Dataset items
'''
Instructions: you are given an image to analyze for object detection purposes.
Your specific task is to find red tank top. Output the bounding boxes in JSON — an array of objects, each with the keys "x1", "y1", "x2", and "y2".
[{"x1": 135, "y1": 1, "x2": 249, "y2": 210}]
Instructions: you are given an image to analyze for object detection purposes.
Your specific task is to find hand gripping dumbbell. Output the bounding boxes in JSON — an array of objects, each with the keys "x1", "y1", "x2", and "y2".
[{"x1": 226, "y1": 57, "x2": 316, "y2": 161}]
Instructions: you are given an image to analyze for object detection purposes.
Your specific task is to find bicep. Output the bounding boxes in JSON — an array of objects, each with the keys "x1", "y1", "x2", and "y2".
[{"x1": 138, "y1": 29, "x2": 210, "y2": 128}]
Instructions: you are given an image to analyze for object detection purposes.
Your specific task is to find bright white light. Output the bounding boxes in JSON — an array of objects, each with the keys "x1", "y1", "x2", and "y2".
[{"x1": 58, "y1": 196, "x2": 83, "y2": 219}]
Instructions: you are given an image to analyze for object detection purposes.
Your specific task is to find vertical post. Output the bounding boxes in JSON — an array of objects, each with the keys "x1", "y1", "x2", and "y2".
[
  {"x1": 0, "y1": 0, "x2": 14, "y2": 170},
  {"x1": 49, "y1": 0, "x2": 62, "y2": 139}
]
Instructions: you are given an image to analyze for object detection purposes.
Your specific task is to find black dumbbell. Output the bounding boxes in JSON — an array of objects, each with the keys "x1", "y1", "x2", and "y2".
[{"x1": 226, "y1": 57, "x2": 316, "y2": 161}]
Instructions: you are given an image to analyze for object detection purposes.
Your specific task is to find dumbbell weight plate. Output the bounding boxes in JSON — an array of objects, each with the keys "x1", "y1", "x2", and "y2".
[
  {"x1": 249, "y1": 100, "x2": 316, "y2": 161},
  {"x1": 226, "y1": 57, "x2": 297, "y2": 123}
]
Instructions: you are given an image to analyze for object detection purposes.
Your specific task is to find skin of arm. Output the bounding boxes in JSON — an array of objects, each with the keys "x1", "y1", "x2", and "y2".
'''
● Task to carry out
Count the lines in the material above that contain the string "gripping", matching case exactly. Reply with the number alone.

● Answer for the task
1